### Record forniti
◆ ◆ ◆ ◆ ◆ ◆ ◆

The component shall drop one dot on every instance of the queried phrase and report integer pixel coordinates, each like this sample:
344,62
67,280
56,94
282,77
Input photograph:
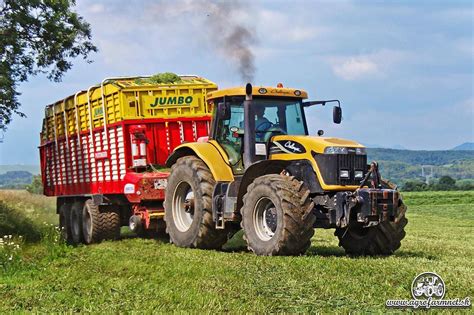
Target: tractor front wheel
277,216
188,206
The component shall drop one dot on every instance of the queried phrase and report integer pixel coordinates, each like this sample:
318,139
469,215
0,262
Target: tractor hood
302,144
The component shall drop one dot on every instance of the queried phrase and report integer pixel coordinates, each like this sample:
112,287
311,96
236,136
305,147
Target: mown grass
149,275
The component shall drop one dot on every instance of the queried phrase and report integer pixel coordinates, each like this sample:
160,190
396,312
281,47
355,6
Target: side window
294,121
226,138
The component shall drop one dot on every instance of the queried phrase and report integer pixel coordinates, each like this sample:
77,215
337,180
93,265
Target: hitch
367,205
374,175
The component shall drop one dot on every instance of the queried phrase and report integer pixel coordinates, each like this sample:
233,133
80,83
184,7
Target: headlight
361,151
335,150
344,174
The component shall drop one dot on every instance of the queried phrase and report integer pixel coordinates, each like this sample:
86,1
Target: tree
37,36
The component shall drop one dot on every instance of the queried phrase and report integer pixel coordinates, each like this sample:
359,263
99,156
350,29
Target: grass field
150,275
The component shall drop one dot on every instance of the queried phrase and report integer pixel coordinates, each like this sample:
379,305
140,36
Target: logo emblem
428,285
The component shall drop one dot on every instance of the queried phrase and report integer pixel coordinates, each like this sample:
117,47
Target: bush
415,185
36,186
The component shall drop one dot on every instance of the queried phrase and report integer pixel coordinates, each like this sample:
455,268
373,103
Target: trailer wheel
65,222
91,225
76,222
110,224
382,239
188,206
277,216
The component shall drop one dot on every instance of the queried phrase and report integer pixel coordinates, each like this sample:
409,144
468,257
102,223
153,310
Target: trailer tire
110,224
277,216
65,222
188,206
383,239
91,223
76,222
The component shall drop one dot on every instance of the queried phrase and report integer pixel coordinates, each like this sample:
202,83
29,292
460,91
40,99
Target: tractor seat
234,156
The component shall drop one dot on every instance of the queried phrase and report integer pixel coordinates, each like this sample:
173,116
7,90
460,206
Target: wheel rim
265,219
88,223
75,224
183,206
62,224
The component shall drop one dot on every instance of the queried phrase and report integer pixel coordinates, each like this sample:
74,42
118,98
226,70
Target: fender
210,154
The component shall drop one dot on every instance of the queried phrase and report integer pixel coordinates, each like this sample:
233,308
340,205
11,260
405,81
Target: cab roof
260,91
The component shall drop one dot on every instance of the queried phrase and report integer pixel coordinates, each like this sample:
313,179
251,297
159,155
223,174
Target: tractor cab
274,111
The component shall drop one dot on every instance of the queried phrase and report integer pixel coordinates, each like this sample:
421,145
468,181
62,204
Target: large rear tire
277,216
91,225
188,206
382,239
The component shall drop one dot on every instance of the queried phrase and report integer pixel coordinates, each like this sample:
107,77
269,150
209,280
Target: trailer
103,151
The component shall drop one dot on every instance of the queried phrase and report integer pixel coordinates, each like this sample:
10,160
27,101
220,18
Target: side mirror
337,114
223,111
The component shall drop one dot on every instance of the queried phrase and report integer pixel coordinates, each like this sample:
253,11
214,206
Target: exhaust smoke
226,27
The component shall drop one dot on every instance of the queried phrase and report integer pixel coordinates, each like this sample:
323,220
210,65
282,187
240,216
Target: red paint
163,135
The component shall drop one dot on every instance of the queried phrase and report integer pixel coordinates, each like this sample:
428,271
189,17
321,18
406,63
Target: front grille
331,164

◆ ◆ ◆ ◆ ◆ ◆ ◆

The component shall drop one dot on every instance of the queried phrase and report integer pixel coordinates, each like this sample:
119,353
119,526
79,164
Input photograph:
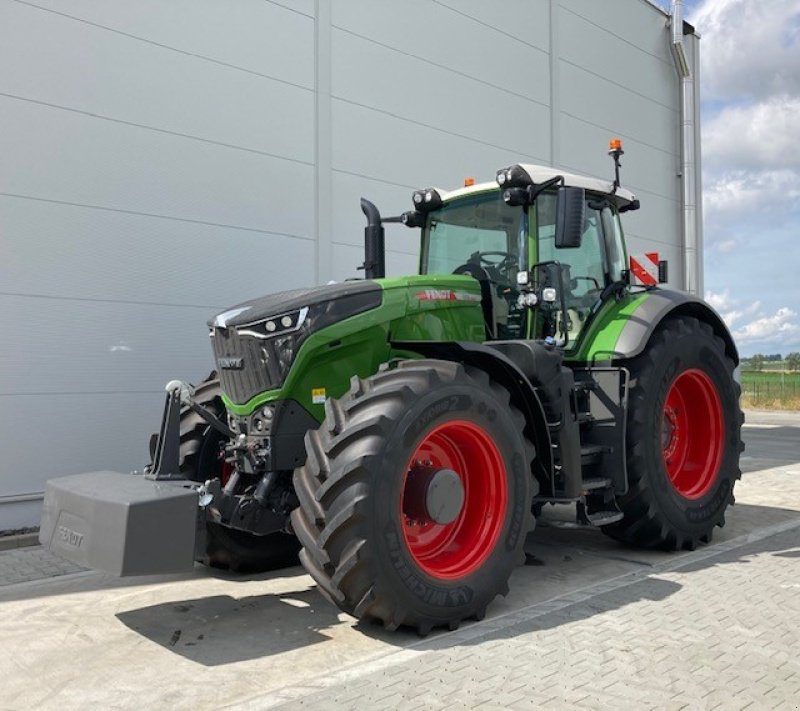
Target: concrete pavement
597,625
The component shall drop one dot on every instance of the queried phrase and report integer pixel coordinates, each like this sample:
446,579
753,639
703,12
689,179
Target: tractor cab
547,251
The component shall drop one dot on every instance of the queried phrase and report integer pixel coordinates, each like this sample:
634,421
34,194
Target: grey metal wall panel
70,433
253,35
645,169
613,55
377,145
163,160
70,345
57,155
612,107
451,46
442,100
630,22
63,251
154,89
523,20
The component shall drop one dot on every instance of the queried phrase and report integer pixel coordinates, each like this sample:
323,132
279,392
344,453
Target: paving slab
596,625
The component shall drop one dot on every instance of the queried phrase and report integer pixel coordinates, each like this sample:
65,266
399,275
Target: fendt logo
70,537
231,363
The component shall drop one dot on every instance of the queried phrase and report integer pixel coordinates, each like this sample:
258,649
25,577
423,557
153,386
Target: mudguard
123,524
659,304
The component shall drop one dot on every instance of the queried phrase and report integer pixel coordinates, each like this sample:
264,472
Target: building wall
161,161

◆ ◆ ◆ ◆ ◆ ◆ ◆

### Compito da svolgere
Indica soltanto il numero di righe dei record in cui compare la stringa "trailer".

### Risposta completa
3